### CONSEGNA
Trascriva fedelmente, dal testo su Gabriele d'Annunzio, il passo che va da "Gabriele d'Annunzio nasce" a "Pascarella e Scarfoglio.".
==== TESTO DELLA PAGINA ====
Letteratour

www.letteratour.it ARTICOLO

GABRIELE D'ANNUNZIO
Le sabbie tirreniche e il "Meriggio"

di Reno Bromuro

Nella categoria: HOME | TOURismi letterari

Biografia
L'opera
Critica
Pescara
Bibliografia

"A mezzo il giorno
sul Mare etrusco
pallido verdicante
come il dissepolto
bronzo dagli ipogei, grava
la bonaccia. Non bava
di vento intorno
alita. Non trema canna
su la solitaria
spiaggia aspra di rusco,
di ginepri arsi. Non suona
voce, se ascolto"

BIOGRAFIA

Gabriele d'Annunzio nasce a Pescara il 12 marzo 1863 da Francesco Paolo e Luisa de Benedictis. A undici anni è iscritto al Collegio Cicognini di Prato. All'esaltazione napoleonica coltivata insieme col "compagno dagli occhi senza cigli" lentamente la sostituisce, entusiasmato dalle Odi barbare carducciane. In questo modo l'attività poetica, mentre si rivela insofferente d'ogni freno, è già arditamente spinto alle esperienze amorose. Nel 1879 pubblica Primo vere, che l'anno dopo esce in seconda edizione "corretta con penna e con fuoco". Giuseppe Chiarini, sul "Fanfulla della Domenica" annuncia che l'Italia ha un suo nuovo poeta... Finiti gli studi liceali s'iscrive a Lettere all'università di Roma. Conosce Edoardo Scarfoglio e si ambienta rapidamente nel mondo letterario-giornalistico romano.
L'anno successivo fa un viaggio in Sardegna con Pascarella e Scarfoglio.
Iniziano le collaborazioni al "Fanfula della Domenica", alla "Cronaca bizantina", nella cui redazione incontra Carducci vedendolo poi molte volte, al "Capitan Fracassa", alla "Tribuna".
==== RIGHE DEL DATASET ====
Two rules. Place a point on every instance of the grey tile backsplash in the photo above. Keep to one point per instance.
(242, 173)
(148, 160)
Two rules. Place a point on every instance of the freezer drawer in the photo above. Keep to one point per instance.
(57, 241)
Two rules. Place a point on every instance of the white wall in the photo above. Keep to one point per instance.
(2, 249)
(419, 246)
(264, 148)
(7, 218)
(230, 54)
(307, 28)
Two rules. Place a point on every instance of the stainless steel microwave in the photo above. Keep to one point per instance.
====
==== RIGHE DEL DATASET ====
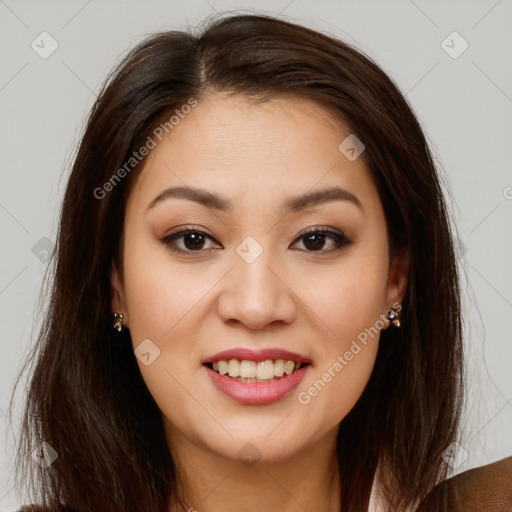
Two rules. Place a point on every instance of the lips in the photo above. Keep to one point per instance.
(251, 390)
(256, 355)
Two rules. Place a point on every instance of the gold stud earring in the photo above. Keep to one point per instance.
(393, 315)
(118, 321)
====
==== RIGHE DEL DATASET ====
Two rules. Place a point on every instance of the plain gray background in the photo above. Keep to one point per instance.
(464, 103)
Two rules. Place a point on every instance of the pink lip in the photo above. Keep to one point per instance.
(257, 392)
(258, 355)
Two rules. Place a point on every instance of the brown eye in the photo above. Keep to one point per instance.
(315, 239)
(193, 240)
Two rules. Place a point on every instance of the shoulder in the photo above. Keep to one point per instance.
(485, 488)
====
### SOLUZIONE PROPOSTA
Gabriele d'Annunzio nasce a Pescara il 12 marzo 1863 da Francesco Paolo e Luisa de Benedictis. A undici anni è iscritto al Collegio Cicognini di Prato. All'esaltazione napoleonica coltivata insieme col "compagno dagli occhi senza cigli" lentamente la sostituisce, entusiasmato dalle Odi barbare carducciane. In questo modo l'attività poetica, mentre si rivela insofferente d'ogni freno, è già arditamente spinto alle esperienze amorose. Nel 1879 pubblica Primo vere, che l'anno dopo esce in seconda edizione "corretta con penna e con fuoco". Giuseppe Chiarini, sul "Fanfulla della Domenica" annuncia che l'Italia ha un suo nuovo poeta... Finiti gli studi liceali s'iscrive a Lettere all'università di Roma. Conosce Edoardo Scarfoglio e si ambienta rapidamente nel mondo letterario-giornalistico romano.
L'anno successivo fa un viaggio in Sardegna con Pascarella e Scarfoglio.